*** Opening DATA EXCERPTS ***

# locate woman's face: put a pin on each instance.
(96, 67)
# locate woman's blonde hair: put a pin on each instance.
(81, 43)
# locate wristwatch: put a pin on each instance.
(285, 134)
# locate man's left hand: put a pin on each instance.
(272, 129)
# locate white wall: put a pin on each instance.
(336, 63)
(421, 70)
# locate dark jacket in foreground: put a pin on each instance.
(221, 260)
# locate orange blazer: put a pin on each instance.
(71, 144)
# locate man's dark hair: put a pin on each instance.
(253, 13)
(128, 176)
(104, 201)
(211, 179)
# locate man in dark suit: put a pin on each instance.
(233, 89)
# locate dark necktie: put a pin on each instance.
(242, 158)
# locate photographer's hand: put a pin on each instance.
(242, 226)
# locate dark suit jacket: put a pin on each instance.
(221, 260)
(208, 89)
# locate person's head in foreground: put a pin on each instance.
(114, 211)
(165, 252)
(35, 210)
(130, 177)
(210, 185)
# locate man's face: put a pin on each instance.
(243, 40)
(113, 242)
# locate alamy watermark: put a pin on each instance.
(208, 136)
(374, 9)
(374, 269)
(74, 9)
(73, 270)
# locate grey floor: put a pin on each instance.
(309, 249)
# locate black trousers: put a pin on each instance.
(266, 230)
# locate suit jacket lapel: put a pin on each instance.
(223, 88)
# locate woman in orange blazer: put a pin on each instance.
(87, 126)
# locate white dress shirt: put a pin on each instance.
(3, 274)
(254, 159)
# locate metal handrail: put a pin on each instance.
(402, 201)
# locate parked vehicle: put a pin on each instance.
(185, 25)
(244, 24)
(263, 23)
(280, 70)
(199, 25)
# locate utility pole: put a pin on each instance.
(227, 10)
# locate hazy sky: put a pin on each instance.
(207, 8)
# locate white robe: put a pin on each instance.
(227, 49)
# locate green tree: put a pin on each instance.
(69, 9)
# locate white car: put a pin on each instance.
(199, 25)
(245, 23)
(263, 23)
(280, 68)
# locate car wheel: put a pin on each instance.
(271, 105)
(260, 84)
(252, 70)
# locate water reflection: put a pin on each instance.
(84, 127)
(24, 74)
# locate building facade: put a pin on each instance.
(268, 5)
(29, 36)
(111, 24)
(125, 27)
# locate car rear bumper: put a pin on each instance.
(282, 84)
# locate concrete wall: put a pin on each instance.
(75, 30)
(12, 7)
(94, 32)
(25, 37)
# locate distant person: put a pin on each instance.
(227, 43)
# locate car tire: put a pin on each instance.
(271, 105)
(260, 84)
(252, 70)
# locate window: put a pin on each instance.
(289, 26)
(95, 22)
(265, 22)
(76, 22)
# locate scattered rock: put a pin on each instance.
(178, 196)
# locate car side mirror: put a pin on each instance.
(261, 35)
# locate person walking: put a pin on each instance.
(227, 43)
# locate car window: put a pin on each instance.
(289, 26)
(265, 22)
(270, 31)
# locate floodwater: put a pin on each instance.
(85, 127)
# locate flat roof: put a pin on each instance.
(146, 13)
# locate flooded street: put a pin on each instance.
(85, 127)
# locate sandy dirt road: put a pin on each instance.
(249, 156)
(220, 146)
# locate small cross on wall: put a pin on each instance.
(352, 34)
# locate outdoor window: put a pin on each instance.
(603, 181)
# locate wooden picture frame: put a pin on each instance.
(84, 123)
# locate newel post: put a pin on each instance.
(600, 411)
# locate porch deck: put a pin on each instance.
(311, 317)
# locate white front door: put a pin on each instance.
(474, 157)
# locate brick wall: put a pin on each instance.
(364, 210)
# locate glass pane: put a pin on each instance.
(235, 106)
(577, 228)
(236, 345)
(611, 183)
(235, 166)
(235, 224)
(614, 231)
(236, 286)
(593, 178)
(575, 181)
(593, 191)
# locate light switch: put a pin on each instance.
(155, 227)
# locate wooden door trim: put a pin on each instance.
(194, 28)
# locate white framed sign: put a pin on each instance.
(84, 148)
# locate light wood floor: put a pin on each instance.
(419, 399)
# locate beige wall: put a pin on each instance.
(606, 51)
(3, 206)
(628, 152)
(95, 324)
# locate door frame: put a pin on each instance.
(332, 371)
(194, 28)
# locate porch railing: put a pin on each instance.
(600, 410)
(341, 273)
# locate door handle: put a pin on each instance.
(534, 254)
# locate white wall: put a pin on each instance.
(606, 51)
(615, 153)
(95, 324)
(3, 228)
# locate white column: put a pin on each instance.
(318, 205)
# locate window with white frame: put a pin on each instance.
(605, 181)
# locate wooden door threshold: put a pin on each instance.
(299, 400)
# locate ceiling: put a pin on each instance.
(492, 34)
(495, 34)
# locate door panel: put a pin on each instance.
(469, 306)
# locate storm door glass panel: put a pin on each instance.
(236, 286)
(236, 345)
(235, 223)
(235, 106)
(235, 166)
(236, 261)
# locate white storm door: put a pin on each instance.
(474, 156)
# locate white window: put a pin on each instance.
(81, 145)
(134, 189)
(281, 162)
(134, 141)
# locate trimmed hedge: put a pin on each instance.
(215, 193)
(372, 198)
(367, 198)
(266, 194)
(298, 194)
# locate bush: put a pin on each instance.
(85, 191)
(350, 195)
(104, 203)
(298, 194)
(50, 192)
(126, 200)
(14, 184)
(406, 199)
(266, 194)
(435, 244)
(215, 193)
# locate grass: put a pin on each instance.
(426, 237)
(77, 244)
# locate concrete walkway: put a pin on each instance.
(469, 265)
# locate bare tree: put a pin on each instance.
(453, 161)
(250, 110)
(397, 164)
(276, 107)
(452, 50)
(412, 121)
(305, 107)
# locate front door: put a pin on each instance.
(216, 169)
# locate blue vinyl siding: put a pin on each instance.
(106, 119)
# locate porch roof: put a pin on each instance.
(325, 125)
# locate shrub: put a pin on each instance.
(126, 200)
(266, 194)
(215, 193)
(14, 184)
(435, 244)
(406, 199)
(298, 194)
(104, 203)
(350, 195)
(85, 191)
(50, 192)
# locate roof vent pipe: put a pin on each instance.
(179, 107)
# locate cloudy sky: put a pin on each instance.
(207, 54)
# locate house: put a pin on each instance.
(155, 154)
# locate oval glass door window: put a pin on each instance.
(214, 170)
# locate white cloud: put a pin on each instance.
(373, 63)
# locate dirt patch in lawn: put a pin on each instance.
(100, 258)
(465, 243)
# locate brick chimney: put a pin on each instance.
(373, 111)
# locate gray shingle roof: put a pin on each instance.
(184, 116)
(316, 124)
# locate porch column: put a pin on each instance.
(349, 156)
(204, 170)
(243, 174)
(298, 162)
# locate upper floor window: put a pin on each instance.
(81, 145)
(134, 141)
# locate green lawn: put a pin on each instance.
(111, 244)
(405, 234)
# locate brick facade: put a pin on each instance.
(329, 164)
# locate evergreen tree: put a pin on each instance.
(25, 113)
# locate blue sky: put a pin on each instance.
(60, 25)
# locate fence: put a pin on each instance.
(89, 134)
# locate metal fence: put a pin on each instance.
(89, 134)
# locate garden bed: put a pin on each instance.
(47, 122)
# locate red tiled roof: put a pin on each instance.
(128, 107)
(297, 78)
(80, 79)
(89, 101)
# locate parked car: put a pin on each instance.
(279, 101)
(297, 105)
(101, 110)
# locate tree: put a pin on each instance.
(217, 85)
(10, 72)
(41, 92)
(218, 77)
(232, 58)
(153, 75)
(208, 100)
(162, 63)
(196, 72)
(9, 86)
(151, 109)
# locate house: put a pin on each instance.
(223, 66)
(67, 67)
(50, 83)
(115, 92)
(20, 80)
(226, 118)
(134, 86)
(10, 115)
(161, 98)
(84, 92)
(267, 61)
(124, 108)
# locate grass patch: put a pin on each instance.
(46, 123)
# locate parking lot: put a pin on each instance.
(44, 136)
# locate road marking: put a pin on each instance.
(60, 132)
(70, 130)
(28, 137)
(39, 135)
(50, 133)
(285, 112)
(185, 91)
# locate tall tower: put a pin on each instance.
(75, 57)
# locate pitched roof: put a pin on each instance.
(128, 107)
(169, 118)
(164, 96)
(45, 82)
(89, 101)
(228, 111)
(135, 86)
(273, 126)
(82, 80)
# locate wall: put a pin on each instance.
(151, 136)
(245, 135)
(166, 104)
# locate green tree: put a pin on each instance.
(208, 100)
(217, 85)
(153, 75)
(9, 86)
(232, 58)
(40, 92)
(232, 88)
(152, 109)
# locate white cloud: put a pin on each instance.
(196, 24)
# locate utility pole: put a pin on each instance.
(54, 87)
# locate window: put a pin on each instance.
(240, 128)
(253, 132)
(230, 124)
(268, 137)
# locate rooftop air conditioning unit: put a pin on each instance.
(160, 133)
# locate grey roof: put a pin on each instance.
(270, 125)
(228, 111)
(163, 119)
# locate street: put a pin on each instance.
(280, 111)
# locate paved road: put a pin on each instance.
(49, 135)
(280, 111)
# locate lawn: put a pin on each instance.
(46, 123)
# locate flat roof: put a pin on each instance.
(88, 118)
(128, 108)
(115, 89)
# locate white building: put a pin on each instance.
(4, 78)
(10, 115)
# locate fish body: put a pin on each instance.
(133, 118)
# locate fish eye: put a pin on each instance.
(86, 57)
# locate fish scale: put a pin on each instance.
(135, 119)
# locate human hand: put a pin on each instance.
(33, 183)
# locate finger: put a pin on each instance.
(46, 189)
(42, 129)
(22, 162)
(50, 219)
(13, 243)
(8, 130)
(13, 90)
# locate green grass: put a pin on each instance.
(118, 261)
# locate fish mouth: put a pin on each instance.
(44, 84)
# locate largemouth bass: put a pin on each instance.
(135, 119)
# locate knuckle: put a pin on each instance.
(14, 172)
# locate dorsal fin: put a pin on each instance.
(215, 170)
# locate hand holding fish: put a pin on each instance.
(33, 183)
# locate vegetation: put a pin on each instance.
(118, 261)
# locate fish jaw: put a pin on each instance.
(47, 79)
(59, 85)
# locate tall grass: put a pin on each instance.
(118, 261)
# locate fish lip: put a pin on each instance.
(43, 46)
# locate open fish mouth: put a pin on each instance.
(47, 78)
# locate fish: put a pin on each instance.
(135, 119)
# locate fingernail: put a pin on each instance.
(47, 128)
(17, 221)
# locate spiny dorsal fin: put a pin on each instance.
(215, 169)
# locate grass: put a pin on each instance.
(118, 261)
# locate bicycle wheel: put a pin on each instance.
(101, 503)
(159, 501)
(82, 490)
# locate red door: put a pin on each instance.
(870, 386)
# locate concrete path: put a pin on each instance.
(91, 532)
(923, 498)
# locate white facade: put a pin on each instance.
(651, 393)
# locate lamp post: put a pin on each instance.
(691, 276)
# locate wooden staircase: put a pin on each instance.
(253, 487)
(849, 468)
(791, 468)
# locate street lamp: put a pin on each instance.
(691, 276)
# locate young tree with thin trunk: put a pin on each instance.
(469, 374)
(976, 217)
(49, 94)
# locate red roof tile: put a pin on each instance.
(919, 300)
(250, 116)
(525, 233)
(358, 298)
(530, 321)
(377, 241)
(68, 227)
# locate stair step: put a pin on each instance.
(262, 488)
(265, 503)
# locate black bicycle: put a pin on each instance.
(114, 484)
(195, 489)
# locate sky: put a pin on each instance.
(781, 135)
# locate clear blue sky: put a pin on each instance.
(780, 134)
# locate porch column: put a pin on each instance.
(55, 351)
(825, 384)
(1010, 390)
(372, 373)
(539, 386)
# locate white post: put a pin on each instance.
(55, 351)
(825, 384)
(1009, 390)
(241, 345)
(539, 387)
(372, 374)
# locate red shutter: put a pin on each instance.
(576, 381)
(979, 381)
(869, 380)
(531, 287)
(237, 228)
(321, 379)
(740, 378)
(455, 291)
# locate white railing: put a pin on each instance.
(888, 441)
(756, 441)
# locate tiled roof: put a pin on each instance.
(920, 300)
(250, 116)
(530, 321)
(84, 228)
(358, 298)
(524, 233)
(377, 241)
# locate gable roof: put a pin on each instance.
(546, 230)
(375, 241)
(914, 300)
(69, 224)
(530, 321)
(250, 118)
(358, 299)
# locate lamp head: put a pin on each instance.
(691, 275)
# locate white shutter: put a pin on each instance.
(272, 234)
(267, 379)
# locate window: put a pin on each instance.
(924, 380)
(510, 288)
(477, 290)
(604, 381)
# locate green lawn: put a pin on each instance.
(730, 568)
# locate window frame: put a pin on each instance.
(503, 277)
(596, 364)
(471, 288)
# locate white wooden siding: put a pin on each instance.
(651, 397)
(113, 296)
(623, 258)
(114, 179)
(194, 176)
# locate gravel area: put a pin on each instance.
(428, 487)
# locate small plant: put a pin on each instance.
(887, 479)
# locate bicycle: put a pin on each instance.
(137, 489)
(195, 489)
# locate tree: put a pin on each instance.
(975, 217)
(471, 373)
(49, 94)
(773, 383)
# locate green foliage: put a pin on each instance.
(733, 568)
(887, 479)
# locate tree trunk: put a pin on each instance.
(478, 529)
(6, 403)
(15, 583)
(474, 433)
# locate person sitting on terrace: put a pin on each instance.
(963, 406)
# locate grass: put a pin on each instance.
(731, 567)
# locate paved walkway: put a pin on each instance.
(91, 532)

*** Closing DATA EXCERPTS ***

*TASK ITEM*: Reproduce the lines of the entries above exactly, but only from the line containing "# locate window frame: put" through the final line.

*EXERCISE RESPONSE*:
# locate window frame: put a pin on each instance.
(503, 277)
(596, 364)
(471, 288)
# locate white wooden siding: put a pin on each instance.
(651, 397)
(113, 296)
(623, 258)
(114, 179)
(194, 176)
# locate gravel area: put a pin on each instance.
(428, 487)
# locate small plant: put a pin on each instance.
(887, 479)
# locate bicycle: put a pin on each instance.
(137, 489)
(195, 489)
# locate tree: put a pin on each instance.
(975, 217)
(471, 373)
(49, 94)
(773, 383)
# locate green foliage: put a pin on each instance.
(733, 568)
(887, 479)
# locate tree trunk: put a pin on each instance.
(478, 529)
(6, 403)
(15, 583)
(474, 433)
# locate person sitting on terrace: put a pin on each instance.
(963, 406)
# locate grass: put a pin on each instance.
(731, 567)
# locate paved walkway: put a pin on each instance.
(91, 532)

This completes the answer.